→ POLECENIE
Przepisz bez zmian fragment podanego niżej tekstu o podatku od sprzedaży detalicznej: zacznij od słów „Sejm pracuje nad”, a zakończ po słowach „dużych sieci handlowych.”.

→ TEKST DOKUMENTU
----------------

Sejm pracuje nad podatkiem od hipermarketów
Trwają prace nad ustawą o podatku od sprzedaży detalicznej. Opozycja przekonuje, że wbrew zamiarom rządu, ustawa uderzy w polski handel. Zarzuty te odpiera Prawo i Sprawiedliwość. Posłowie rządzącej partii podkreślają, że celem noweli jest ratowanie rodzimego handlu.
Celem projektu ustawy o podatku od sprzedaży detalicznej, jak przekonuje PiS, jest zbliżenie zasad funkcjonowania małych osiedlowych sklepów i dużych sieci handlowych.
– Istniejące dotychczas na rynku handlowym dysproporcje, m.in. w podatkach, powodowały, że w ostatnich latach duże sieci handlowe rozrastały się w galopującym tempie, a małe sklepiki rodzinne znikały z rynku. (…) Uzyskane z tego podatku dochody w części kierowane będą przez rząd na realizację funkcjonującego od 1 kwietnia bieżącego roku programu 500+, programu wspierającego polskie rodziny w wychowywaniu dzieci. Pozostała część pozyskanych z tej daniny środków będzie zasilała budżet państwa – wskazuje poseł Maria Zuba z PiS.
Zmiany krytykuje opozycja, twierdząc, że wbrew zamiarom rządu, ustawa uderzy w polski handel.
– Nowoczesna dalej stoi na stanowisku, że dzień uchwalenia tej ustawy będzie czarnym dniem polskiego handlu – mówi poseł Nowoczesnej Paulina Hennig-Kloska.
– Projekt ustawy jest niestety kulawy. Dlaczego? Dlatego że jest z gruntu niesprawiedliwy, bo wprowadza nierówność wobec podmiotów, które są różnie zorganizowane prawnie – twierdzi poseł Jarzy Kozłowski z Kukiz’15.
Zdaniem posła Jerzego Kozłowskiego chodzi m.in. o polską branżę RTV i AGD. Podmioty te działają bowiem na jednym NIP-ie.

----------------

→ WYŚWIETLANE INFORMACJE
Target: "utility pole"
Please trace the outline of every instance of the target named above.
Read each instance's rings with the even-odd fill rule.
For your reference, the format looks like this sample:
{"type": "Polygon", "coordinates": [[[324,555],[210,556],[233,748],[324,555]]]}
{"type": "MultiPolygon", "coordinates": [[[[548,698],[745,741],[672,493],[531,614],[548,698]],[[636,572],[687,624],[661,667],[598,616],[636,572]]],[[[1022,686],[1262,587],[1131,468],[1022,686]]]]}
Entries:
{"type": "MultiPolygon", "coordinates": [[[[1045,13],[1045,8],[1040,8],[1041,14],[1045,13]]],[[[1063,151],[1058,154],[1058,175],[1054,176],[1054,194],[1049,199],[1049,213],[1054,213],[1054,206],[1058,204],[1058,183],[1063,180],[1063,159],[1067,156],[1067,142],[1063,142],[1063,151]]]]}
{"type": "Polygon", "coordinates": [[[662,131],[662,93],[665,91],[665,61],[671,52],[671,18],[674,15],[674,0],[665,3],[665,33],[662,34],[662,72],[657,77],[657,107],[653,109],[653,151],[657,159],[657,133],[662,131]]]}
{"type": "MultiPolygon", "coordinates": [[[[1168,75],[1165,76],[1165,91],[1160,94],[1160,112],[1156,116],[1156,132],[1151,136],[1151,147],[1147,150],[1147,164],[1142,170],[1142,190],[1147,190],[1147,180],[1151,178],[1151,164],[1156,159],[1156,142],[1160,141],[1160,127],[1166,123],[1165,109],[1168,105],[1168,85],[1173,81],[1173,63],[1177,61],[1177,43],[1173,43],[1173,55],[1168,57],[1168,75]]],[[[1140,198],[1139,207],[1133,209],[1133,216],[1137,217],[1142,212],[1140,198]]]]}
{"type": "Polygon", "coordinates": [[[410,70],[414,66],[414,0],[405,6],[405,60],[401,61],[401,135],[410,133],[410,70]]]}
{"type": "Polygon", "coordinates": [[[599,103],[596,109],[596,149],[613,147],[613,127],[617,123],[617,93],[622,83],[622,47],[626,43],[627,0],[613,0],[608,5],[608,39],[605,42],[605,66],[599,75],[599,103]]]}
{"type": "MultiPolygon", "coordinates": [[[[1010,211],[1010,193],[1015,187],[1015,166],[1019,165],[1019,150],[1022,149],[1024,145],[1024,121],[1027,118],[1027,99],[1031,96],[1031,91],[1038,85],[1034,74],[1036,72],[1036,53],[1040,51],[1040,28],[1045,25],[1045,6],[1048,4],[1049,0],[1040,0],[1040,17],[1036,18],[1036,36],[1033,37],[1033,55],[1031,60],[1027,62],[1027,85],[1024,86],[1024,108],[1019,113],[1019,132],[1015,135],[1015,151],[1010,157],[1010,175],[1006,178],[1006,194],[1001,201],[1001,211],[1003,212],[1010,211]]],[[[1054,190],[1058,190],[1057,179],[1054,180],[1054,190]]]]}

----------------

→ WYNIK ZADANIA
Sejm pracuje nad podatkiem od hipermarketów
Trwają prace nad ustawą o podatku od sprzedaży detalicznej. Opozycja przekonuje, że wbrew zamiarom rządu, ustawa uderzy w polski handel. Zarzuty te odpiera Prawo i Sprawiedliwość. Posłowie rządzącej partii podkreślają, że celem noweli jest ratowanie rodzimego handlu.
Celem projektu ustawy o podatku od sprzedaży detalicznej, jak przekonuje PiS, jest zbliżenie zasad funkcjonowania małych osiedlowych sklepów i dużych sieci handlowych.